- PROBLEM TO SOLVE
Repeat the records. Leave nothing out.

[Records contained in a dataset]
*** Begin section ***

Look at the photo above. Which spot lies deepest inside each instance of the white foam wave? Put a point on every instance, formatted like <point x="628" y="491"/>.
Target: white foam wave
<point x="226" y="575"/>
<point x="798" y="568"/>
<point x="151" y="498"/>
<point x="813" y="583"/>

*** End section ***

- TASK ANSWER
Look at the photo above. Which spot lies deepest inside each instance of the white foam wave? Put a point on every instance, formatted like <point x="628" y="491"/>.
Target: white foam wave
<point x="226" y="575"/>
<point x="798" y="568"/>
<point x="151" y="498"/>
<point x="813" y="583"/>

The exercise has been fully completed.